:: Work required ::
Output the lines between the line containing "Please segment every instance of the heart-shaped" and the line containing "M 310 186 L", inclusive, as a JSON list of strings with one string per line and blank lines omitted.

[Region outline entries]
☆ ☆ ☆

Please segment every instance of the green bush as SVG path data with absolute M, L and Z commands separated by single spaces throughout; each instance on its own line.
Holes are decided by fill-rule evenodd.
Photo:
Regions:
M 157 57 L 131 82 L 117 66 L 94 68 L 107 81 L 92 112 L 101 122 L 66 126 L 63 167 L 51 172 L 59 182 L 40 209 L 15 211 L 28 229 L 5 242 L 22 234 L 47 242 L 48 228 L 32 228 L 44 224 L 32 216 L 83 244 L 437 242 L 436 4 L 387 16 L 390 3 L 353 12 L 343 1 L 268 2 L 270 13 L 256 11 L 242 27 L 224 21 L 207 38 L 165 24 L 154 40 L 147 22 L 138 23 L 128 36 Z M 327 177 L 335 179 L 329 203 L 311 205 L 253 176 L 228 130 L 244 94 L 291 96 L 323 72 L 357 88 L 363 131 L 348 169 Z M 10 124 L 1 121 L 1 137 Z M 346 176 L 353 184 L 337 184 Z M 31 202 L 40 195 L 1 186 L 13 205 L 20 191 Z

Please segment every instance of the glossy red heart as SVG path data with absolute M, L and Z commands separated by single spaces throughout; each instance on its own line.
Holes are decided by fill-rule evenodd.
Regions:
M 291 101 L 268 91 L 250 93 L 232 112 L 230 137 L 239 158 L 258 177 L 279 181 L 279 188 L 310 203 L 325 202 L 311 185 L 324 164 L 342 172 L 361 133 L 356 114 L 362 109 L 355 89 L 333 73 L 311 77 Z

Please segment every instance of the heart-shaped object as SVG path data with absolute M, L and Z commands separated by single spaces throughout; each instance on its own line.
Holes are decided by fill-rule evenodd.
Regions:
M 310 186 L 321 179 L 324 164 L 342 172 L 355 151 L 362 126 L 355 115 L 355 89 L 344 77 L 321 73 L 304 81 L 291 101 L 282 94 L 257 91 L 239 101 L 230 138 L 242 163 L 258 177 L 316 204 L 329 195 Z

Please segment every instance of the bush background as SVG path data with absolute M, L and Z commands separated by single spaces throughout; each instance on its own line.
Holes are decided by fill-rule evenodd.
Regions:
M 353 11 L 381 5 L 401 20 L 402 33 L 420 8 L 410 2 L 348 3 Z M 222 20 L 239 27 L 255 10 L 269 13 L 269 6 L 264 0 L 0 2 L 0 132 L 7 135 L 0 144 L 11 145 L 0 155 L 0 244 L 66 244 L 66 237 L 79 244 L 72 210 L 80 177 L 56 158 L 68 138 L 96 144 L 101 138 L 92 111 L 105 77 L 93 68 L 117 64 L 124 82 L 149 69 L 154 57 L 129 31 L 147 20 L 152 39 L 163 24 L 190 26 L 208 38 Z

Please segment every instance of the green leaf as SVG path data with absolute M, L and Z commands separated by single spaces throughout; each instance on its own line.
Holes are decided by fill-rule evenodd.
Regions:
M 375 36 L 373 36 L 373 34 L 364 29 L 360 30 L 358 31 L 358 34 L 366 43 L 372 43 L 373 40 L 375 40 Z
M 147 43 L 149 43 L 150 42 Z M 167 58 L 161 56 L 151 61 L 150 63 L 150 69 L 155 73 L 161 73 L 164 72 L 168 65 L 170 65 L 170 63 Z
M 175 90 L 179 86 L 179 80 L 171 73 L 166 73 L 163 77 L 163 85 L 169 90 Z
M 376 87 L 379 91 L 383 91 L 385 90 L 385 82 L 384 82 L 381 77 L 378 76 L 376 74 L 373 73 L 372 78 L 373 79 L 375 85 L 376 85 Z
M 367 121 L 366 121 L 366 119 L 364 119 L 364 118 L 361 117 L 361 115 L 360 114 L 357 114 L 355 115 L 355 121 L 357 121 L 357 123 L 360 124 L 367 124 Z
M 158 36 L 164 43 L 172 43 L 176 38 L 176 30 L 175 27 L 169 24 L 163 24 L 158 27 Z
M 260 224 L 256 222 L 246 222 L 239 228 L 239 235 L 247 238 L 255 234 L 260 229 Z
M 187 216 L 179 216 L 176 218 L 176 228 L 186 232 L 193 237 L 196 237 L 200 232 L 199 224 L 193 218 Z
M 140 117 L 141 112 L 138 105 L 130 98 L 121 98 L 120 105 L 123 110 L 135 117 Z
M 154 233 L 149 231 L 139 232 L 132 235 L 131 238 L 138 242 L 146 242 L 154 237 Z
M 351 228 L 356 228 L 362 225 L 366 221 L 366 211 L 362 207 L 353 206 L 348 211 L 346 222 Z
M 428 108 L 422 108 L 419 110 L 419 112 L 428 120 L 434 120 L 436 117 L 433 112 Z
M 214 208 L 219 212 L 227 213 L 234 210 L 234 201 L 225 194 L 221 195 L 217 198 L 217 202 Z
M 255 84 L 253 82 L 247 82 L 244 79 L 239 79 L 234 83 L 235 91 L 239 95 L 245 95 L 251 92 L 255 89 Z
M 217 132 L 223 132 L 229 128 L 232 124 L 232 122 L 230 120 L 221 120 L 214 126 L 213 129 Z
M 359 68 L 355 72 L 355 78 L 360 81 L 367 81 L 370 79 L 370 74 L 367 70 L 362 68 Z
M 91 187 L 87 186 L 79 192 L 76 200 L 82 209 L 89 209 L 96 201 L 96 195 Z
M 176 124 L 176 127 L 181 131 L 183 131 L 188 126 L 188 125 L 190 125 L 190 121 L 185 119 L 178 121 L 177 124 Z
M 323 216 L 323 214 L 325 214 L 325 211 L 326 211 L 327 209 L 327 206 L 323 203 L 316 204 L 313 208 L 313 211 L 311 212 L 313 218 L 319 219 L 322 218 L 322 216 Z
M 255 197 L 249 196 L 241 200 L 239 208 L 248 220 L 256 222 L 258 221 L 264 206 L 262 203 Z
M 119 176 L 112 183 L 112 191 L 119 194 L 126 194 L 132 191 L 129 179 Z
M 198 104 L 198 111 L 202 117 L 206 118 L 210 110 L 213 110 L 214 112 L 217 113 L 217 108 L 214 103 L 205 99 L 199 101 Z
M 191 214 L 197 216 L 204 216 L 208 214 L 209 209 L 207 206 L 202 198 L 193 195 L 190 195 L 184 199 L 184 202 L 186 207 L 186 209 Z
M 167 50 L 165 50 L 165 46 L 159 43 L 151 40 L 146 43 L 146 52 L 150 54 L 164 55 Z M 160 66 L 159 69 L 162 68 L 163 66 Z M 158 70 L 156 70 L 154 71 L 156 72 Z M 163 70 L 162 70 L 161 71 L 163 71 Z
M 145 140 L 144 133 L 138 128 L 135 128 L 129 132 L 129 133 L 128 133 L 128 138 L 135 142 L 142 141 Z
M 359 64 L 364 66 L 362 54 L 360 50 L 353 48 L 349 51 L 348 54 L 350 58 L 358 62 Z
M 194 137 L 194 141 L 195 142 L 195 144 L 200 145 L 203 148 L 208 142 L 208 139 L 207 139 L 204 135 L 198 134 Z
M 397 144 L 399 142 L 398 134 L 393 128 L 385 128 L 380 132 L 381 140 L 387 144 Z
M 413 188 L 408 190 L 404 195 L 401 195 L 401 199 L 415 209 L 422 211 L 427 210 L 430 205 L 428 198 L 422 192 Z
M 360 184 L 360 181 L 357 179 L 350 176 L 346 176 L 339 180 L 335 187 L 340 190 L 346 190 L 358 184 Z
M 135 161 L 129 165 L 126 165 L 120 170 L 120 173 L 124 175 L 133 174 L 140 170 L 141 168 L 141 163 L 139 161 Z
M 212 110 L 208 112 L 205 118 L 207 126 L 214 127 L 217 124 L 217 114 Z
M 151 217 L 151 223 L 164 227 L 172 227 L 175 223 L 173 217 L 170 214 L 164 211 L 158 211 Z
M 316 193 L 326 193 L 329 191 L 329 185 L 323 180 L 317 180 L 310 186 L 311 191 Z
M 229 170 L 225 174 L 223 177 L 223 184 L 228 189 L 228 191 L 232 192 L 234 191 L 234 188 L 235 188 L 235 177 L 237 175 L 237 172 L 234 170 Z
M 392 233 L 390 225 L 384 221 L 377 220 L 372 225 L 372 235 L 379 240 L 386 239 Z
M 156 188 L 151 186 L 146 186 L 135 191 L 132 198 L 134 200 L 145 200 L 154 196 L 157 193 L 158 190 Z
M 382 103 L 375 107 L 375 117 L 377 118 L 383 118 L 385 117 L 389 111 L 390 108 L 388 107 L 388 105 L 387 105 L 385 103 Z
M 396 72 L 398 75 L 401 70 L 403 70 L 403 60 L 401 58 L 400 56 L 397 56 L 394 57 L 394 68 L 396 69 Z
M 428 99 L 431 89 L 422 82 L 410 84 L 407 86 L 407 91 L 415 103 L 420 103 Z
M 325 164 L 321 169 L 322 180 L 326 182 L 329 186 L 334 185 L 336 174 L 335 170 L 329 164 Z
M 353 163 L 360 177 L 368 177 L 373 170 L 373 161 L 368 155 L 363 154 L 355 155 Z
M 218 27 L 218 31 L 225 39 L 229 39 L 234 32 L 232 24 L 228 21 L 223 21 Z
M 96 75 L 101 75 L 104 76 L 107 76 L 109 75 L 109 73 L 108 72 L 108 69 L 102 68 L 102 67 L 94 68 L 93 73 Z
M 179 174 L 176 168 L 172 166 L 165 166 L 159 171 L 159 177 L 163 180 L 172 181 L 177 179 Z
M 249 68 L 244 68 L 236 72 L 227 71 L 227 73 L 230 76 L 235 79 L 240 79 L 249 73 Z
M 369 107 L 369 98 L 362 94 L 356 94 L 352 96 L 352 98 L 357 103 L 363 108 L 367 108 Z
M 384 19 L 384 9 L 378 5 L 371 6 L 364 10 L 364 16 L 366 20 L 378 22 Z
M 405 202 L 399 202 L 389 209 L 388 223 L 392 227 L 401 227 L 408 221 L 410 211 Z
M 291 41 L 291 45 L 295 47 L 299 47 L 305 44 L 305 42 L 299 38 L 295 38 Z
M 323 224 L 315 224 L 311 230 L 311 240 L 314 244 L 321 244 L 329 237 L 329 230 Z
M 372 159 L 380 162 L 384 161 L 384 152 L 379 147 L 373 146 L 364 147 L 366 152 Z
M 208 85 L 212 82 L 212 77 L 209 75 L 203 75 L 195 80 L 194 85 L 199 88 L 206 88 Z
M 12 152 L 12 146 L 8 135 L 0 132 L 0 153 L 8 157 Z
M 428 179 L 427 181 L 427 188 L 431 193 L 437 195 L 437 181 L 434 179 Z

☆ ☆ ☆

:: Result for this task ::
[
  "Please segment every instance of the heart-shaped object as SVG path data with absolute M, L and Z commands separated by single spaces throughout; each instance on its own line.",
  "Holes are decided by fill-rule evenodd.",
  "Regions:",
  "M 310 186 L 321 179 L 324 164 L 342 172 L 355 151 L 362 126 L 355 115 L 355 89 L 344 77 L 321 73 L 304 81 L 291 101 L 282 94 L 257 91 L 239 101 L 230 138 L 242 163 L 258 177 L 316 204 L 329 195 Z"
]